### DOCUMENT SEGMENT:

We have seen countless examples of the real-world impact that the Liberals' cuts and neglect have had, including families who can only get a response from the NDIA or the government when they start a community campaign exposing the neglect, like Angus and his mum in Queensland, who rely on a wheelbarrow for transport on the family farm because Angus couldn't access a suitable wheelchair. That story appeared in the Courier-Mail on 1 July. A wheelchair-bound man in Brisbane with progressive spastic paraplegia was initially told that he 'wasn't disabled enough', despite being almost paralysed from the waist down. Again, that was a story in the media on 5 July. There are countless people with disability who end up in hospital because they don't have suitable NDIS plans. There are inconsistent and inadequate transport arrangements, like the cap on subsidies in Tasmania that will leave people with disability isolated. NDIS advocates and participants have voiced concerns as the NDIS is not equipped to replace the taxi subsidy in Tasmania. The transport subsidy, which the Tasmanian government will cap at $1,000 this year and then reduce to $350 from July 2020, was designed to complement the NDIS and to meet the transport needs of people with disability, especially in regional and isolated geographic areas. This has resulted in buck-passing between the Australian government and the state Liberal government, with the Tasmanian Liberal infrastructure minister, Jeremy Rockliff, telling the Launceston Examiner newspaper that his government 'stepped in to pick up the shortfall of the federally operated NDIA.' In response to that, a spokesperson for the NDIA, whose responsible minister is federal Liberal MP Stuart Robert, told the newspaper that 'NDIS supports were not intended to replace state and territory responsibilities for ensuring accessible public transport and community transport.' That shows how little regard both these governments have for people with disability and their families.

### REQUIRED ACTION:
Write what comes next in the passage about the NDIS and people with disability, picking up after its final sentence. The items that follow have no connection to the passage on the NDIS.

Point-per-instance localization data

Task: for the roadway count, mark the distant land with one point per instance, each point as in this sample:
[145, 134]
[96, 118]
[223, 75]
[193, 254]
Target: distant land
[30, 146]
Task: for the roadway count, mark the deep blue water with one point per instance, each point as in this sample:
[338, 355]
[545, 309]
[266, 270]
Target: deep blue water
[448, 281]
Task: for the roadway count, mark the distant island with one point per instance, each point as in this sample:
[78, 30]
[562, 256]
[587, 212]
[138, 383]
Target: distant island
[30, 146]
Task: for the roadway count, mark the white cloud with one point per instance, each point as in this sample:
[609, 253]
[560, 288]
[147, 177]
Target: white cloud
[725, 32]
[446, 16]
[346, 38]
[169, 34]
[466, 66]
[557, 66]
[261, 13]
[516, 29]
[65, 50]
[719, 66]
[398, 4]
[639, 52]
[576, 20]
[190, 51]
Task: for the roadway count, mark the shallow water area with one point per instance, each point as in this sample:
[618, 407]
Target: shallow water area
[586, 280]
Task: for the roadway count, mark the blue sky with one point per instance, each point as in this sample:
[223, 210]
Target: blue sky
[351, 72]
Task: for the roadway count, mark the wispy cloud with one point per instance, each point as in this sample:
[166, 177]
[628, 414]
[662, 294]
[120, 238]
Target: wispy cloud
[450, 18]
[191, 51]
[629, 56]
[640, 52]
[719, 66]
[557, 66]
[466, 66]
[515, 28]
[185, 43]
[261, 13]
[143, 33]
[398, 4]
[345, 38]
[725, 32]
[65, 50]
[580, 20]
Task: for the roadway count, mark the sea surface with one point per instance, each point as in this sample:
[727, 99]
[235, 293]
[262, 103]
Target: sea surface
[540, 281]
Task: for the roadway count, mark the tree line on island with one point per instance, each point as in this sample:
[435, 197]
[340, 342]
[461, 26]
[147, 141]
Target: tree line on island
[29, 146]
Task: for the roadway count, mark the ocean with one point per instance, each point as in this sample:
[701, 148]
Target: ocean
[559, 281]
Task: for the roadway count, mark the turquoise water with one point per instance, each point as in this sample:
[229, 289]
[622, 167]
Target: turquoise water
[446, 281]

...

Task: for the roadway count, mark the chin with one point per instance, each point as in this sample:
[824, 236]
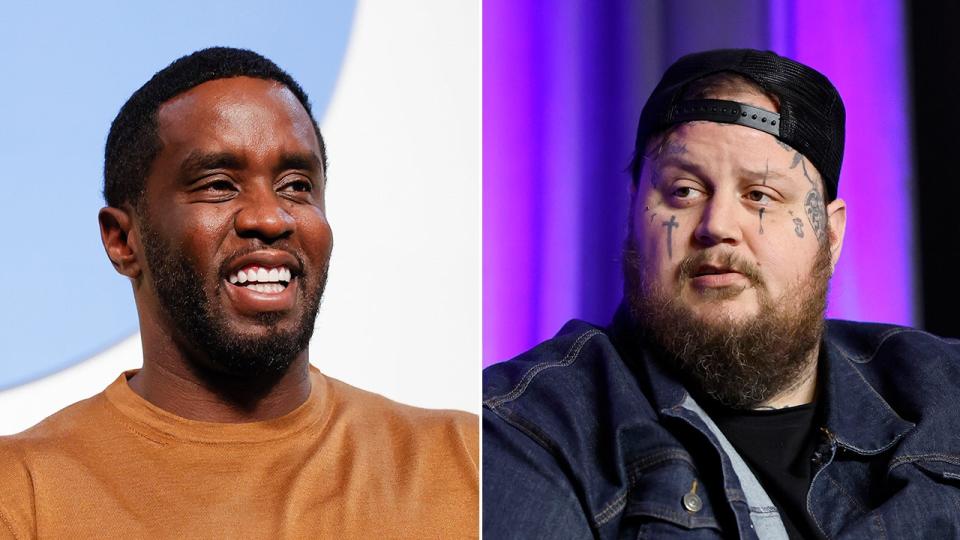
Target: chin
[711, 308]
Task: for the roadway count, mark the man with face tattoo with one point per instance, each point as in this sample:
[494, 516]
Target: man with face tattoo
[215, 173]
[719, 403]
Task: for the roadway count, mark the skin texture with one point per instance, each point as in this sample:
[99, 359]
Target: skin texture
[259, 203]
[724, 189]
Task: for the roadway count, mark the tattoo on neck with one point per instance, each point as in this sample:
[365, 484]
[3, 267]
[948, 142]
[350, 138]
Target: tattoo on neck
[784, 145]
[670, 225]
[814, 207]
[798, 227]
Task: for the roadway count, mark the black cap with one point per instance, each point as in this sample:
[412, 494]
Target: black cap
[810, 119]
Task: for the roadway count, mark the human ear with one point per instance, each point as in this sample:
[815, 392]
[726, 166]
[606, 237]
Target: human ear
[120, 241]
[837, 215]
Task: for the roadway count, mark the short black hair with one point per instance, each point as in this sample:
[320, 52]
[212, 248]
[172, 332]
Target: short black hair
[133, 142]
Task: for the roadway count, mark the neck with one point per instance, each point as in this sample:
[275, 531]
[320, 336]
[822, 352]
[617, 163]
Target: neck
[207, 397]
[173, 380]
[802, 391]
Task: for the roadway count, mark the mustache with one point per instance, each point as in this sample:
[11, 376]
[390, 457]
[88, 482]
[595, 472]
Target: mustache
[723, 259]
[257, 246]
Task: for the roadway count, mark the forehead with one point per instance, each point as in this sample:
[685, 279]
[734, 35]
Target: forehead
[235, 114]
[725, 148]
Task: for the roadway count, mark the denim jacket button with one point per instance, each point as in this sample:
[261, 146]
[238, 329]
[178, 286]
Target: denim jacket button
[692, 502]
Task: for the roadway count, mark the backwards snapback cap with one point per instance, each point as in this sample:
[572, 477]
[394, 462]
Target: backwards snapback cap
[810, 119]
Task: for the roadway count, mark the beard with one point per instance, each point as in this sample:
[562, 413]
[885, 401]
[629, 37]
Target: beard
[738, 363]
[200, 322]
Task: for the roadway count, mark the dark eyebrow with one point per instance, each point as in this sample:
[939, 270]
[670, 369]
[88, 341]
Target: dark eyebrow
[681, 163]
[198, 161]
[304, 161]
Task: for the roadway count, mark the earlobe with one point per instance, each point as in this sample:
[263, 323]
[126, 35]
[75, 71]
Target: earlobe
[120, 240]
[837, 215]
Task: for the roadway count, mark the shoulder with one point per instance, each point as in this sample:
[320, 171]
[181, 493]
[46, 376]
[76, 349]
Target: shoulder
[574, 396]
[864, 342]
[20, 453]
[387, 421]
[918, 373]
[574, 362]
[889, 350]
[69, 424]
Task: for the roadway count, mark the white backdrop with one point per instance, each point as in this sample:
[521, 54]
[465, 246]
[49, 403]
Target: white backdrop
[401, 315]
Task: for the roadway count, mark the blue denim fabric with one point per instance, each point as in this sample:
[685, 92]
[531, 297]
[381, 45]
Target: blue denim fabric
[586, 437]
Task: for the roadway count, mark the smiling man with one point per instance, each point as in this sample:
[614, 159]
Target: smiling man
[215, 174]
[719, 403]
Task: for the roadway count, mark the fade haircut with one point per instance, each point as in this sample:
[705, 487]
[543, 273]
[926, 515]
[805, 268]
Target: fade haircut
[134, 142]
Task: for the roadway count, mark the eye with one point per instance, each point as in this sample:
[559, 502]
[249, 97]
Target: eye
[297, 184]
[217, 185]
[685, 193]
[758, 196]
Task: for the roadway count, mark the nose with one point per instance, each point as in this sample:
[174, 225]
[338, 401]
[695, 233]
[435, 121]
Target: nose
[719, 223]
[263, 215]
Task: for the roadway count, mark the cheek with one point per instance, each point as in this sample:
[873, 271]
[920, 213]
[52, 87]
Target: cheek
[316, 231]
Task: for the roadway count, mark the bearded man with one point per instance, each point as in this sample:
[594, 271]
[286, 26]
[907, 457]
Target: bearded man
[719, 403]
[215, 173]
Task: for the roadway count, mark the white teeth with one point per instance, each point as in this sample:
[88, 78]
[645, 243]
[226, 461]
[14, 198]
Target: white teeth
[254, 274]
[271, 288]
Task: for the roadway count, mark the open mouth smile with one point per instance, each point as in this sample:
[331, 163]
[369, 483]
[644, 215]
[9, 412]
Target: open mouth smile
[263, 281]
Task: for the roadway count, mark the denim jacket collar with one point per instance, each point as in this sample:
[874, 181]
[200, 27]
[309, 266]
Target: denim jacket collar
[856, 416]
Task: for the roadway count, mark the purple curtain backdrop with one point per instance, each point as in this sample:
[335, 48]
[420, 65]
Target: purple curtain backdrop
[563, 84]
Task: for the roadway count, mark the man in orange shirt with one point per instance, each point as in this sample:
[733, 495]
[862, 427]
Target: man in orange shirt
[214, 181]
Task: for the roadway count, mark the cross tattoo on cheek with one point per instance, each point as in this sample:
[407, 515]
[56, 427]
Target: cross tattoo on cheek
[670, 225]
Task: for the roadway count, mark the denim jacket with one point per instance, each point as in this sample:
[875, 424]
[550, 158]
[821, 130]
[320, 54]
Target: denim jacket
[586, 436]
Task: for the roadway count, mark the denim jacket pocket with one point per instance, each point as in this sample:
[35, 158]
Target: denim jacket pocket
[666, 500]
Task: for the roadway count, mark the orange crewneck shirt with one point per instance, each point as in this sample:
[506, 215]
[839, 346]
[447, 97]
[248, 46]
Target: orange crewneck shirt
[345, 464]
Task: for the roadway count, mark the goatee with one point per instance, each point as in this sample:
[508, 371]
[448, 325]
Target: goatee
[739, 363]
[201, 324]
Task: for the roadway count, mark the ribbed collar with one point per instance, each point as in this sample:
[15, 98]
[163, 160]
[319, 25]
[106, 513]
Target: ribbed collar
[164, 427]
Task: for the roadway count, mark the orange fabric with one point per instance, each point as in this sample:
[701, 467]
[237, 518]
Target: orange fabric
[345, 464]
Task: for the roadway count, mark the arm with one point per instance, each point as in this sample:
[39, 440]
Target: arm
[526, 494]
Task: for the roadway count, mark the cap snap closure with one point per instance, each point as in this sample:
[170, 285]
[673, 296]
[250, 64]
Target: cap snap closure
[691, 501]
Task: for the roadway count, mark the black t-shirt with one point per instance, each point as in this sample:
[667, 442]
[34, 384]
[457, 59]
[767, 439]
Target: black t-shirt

### REPLY TO THE TASK:
Labor wants to ensure that Australians with disabilities get the support they deserve. Labor wants to ensure that the NDIS delivers on the promise that so many Australians expect of it and that Labor intended, and that it improves the lives of Australians with disability.

We support this legislation because we recognise the importance of creating a central national database to store and disclose information as required on worker screening information, which is also, of course, about state and territory arrangements. We welcome this legislation because we know how important it is for people with disability to receive high-quality care. I commend the legislation to the Senate.